(Saved data entries)
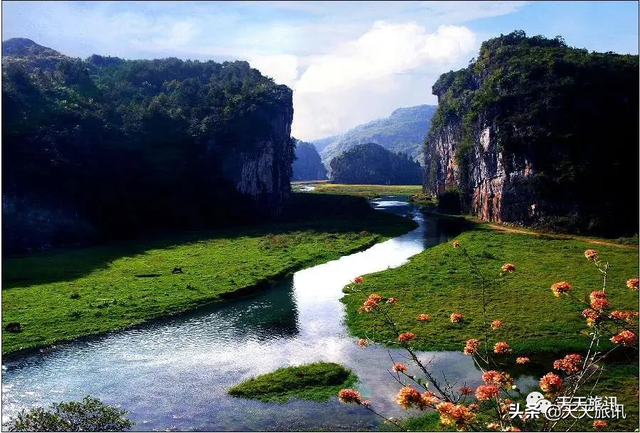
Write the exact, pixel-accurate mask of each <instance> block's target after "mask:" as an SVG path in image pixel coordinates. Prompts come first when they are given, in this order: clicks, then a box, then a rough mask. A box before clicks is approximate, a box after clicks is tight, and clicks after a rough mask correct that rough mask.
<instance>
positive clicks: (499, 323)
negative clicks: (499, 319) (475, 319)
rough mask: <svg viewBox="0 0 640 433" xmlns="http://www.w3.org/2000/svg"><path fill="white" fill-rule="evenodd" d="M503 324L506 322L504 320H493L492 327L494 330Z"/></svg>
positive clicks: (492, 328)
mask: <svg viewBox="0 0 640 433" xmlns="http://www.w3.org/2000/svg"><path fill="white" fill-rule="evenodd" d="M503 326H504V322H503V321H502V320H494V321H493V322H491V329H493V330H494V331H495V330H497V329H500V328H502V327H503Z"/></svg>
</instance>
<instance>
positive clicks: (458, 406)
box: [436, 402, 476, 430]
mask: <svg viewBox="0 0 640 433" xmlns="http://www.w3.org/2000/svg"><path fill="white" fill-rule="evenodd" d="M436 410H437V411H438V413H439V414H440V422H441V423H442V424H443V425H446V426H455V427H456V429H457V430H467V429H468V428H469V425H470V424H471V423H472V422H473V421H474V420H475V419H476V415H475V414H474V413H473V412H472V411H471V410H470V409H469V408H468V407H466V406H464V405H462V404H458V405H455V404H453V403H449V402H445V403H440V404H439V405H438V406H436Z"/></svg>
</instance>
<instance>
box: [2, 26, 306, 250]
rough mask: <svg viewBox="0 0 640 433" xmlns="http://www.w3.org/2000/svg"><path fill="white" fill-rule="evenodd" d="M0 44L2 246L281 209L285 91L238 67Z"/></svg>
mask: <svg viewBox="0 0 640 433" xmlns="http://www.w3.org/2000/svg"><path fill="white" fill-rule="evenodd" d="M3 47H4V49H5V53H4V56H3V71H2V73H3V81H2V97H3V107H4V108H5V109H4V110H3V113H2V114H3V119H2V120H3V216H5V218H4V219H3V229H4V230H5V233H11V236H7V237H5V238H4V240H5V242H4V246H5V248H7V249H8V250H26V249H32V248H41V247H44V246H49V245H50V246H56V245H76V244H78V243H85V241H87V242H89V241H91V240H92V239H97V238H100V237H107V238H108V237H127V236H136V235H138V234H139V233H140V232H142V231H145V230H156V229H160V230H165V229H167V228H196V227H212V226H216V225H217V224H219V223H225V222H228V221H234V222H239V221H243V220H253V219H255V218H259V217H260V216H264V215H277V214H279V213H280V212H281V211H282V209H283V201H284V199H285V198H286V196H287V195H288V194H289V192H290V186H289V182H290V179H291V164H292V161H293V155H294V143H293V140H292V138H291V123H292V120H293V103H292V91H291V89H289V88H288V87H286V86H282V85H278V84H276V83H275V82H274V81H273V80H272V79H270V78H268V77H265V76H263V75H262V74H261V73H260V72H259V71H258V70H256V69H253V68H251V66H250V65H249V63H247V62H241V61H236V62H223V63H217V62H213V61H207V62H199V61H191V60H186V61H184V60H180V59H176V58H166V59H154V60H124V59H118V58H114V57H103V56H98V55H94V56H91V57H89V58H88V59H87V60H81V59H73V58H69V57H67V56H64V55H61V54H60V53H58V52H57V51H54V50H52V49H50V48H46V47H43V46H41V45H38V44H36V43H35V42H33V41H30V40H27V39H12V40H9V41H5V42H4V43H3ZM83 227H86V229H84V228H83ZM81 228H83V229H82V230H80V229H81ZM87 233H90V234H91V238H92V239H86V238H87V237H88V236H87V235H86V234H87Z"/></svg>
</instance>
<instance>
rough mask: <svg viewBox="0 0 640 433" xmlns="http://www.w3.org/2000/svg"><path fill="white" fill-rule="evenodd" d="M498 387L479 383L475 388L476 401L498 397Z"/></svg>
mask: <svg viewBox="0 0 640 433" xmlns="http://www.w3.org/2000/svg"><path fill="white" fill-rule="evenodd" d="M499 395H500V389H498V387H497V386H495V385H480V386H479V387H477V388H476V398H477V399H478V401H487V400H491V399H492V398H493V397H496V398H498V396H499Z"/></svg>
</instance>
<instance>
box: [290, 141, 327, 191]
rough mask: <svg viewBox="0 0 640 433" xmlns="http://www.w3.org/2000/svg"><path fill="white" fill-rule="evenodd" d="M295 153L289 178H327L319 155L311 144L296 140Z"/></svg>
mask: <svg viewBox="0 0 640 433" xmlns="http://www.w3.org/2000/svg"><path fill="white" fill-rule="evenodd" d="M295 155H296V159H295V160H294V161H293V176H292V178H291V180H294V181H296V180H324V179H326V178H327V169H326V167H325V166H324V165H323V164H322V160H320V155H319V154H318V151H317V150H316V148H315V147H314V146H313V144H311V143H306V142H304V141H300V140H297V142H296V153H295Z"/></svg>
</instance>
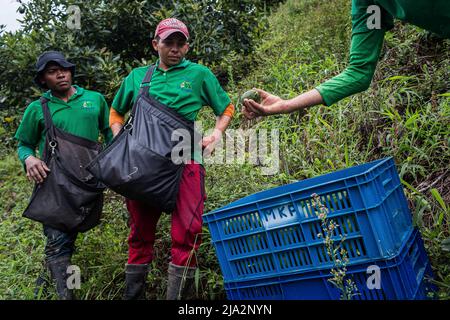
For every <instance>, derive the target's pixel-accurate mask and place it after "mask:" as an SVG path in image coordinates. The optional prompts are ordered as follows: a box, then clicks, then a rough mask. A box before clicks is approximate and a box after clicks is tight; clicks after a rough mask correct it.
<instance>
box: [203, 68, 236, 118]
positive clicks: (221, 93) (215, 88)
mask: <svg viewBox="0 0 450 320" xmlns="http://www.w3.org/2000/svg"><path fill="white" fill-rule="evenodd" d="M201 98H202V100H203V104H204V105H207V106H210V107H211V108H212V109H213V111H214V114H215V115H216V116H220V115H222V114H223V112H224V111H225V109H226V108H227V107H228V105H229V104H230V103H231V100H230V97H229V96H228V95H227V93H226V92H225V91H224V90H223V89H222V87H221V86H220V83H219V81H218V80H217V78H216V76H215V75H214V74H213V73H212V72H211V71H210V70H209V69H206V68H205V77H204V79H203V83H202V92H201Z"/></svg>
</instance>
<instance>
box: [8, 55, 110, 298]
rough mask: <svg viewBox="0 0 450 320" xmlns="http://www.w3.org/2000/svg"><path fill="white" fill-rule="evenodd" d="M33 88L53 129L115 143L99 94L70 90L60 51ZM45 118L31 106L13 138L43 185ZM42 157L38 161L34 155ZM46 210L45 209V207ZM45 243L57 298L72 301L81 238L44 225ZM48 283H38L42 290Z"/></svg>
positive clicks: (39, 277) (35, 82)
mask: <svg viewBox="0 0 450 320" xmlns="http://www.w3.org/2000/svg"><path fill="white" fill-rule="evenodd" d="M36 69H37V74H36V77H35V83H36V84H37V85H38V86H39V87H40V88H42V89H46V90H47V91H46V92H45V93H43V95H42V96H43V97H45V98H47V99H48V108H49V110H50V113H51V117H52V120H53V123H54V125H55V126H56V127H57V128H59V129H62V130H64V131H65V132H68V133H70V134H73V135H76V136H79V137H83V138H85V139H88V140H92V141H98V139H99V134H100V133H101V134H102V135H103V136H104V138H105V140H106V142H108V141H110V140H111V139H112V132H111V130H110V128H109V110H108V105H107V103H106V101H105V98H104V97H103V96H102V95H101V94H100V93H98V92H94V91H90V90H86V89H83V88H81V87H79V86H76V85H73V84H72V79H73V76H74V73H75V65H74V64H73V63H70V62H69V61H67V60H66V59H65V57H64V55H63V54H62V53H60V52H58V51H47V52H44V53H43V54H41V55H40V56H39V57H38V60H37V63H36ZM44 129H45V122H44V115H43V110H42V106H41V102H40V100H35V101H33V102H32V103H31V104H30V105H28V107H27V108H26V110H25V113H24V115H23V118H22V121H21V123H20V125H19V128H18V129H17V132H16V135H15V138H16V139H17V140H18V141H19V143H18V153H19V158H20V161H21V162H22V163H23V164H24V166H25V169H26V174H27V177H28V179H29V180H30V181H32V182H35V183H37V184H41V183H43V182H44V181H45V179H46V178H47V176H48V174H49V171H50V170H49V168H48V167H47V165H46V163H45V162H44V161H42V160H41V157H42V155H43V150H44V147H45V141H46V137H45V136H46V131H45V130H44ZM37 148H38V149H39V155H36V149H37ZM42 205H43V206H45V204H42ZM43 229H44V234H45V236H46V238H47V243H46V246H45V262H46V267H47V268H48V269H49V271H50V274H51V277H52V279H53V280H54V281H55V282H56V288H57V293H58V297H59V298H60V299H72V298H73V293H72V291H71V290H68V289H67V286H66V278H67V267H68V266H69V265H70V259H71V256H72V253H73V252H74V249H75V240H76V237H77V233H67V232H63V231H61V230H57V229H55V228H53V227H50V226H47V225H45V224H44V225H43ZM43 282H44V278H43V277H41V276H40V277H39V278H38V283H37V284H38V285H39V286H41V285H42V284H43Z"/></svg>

# Task
Only the lines from the start of the records above through the line containing "box: [2, 26, 306, 250]" should be returned, exactly and with both ends, please; the pictures stay out.

# Reply to the task
Write the exact, pixel-accurate mask of each <instance> block's target after "mask:" as an SVG path in image pixel coordinates. Prompts come first when they are given, in this order: clicks, then a box, then a rough mask. A box before clicks is approximate, a box after clicks is tight, and clicks after a rough mask correct that rough mask.
<instance>
positive clicks: (499, 323)
negative clicks: (499, 319) (475, 319)
rough mask: <svg viewBox="0 0 640 433" xmlns="http://www.w3.org/2000/svg"><path fill="white" fill-rule="evenodd" d="M503 324L506 322L504 320H493L492 327L494 330Z"/></svg>
positive clicks: (492, 328)
mask: <svg viewBox="0 0 640 433" xmlns="http://www.w3.org/2000/svg"><path fill="white" fill-rule="evenodd" d="M503 326H504V322H503V321H502V320H494V321H493V322H491V329H493V330H494V331H495V330H497V329H500V328H502V327H503Z"/></svg>
</instance>
<instance>
positive clicks: (458, 406)
box: [436, 402, 476, 430]
mask: <svg viewBox="0 0 640 433" xmlns="http://www.w3.org/2000/svg"><path fill="white" fill-rule="evenodd" d="M436 410H437V411H438V413H439V414H440V422H441V423H442V424H443V425H446V426H455V427H456V429H457V430H467V429H468V428H469V425H470V424H471V423H472V422H473V421H474V420H475V419H476V415H475V414H474V413H473V412H472V411H471V410H470V409H469V408H468V407H466V406H464V405H462V404H458V405H455V404H453V403H449V402H445V403H440V404H439V405H438V406H436Z"/></svg>
</instance>
<instance>
box: [2, 26, 306, 250]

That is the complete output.